» Problem to solve: Rewrite the data below from the line with "the sock, written" up to and including the line with "column 619, row 79", putting "crowded stadium stands" in place of "packed stadium stands" and leaving everything else unchanged.

(Stored records)
=======

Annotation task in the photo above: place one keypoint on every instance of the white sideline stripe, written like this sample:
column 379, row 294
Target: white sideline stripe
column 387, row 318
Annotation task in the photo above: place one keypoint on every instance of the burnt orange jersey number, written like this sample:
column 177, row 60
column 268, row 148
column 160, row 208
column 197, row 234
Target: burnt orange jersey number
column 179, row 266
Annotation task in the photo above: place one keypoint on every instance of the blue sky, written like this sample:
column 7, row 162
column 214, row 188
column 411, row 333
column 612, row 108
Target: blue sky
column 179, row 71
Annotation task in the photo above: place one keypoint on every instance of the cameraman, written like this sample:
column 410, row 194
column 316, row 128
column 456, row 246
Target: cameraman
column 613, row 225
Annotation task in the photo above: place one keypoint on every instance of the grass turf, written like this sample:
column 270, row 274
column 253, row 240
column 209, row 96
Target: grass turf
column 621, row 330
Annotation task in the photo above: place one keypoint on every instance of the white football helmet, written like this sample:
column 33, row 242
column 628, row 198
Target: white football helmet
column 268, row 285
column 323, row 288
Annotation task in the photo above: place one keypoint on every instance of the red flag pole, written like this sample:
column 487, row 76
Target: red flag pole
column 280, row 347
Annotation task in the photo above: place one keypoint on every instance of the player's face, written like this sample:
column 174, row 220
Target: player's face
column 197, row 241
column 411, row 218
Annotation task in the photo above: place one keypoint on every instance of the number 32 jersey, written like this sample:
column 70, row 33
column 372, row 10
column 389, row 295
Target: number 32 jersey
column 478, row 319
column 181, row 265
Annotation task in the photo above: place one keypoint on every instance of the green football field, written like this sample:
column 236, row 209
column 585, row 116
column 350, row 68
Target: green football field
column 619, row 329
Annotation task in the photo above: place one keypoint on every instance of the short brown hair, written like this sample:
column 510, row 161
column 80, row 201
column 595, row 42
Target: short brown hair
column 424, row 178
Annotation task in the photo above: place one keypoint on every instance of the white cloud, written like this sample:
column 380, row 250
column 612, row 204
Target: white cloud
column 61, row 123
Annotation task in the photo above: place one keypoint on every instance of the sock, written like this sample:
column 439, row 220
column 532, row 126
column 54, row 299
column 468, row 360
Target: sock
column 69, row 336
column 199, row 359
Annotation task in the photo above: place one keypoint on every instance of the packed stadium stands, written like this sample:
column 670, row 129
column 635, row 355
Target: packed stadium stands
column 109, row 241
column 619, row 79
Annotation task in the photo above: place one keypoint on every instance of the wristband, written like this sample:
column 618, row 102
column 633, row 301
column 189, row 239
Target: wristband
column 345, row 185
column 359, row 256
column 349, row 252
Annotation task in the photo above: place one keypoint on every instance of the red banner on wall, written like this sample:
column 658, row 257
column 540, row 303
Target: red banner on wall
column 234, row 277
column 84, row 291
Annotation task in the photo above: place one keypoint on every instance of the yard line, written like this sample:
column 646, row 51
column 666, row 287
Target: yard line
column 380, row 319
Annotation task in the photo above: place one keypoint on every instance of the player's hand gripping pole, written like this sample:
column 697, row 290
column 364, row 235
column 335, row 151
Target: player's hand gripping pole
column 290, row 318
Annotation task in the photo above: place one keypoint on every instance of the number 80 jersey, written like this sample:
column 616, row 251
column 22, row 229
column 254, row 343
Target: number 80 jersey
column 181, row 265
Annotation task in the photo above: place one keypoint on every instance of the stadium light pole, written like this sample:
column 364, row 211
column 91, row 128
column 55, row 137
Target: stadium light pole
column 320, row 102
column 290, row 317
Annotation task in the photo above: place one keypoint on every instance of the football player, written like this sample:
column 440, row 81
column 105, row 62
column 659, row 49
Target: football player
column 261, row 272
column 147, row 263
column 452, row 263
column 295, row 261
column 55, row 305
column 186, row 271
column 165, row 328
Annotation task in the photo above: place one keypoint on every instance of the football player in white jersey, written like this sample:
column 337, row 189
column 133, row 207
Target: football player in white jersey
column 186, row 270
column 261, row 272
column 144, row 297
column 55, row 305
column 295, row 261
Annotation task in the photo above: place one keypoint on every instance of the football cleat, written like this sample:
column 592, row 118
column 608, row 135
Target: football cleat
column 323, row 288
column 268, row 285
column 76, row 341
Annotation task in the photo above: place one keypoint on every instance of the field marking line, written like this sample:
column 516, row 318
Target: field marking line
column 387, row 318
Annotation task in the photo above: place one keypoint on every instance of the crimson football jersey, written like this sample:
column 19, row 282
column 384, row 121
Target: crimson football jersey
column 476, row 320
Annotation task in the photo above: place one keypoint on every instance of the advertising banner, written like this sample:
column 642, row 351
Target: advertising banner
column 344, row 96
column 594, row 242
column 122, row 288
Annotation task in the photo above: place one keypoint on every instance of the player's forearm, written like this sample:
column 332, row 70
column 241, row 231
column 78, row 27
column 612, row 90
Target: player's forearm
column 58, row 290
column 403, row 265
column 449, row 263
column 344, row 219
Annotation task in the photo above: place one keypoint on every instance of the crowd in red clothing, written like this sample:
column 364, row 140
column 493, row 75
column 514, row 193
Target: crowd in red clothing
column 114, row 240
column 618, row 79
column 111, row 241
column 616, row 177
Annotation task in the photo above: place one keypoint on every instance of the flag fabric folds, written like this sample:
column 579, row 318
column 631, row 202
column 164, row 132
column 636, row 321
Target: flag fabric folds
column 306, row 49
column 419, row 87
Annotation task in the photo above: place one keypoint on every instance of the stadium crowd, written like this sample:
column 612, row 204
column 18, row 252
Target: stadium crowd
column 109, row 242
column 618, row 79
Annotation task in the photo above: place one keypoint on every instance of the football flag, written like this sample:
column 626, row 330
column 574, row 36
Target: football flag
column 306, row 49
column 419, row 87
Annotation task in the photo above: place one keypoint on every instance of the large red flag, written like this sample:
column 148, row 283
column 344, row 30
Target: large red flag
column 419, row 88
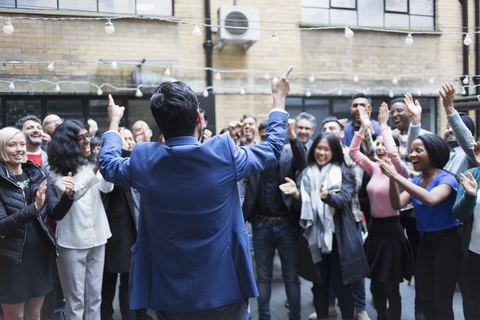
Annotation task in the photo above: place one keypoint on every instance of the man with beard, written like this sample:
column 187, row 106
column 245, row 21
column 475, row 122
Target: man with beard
column 32, row 128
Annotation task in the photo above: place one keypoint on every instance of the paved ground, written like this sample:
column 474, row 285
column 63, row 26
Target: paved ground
column 279, row 312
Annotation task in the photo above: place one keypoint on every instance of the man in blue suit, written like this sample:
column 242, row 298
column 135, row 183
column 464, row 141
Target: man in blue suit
column 191, row 259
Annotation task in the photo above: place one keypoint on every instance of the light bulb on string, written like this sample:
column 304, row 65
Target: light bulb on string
column 8, row 27
column 109, row 28
column 348, row 33
column 409, row 40
column 274, row 38
column 196, row 33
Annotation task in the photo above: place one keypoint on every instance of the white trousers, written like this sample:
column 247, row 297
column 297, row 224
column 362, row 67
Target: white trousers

=======

» The completed task:
Annotation task in the photo above: place one keypoint on every instance of the sock, written like this sample:
column 439, row 220
column 532, row 126
column 54, row 299
column 468, row 360
Target: sock
column 69, row 336
column 199, row 359
Annotation task in the photo above: place one keypoint on every instance of the crowded stadium stands, written like this sample:
column 670, row 129
column 635, row 355
Target: crowded stadium stands
column 109, row 241
column 619, row 79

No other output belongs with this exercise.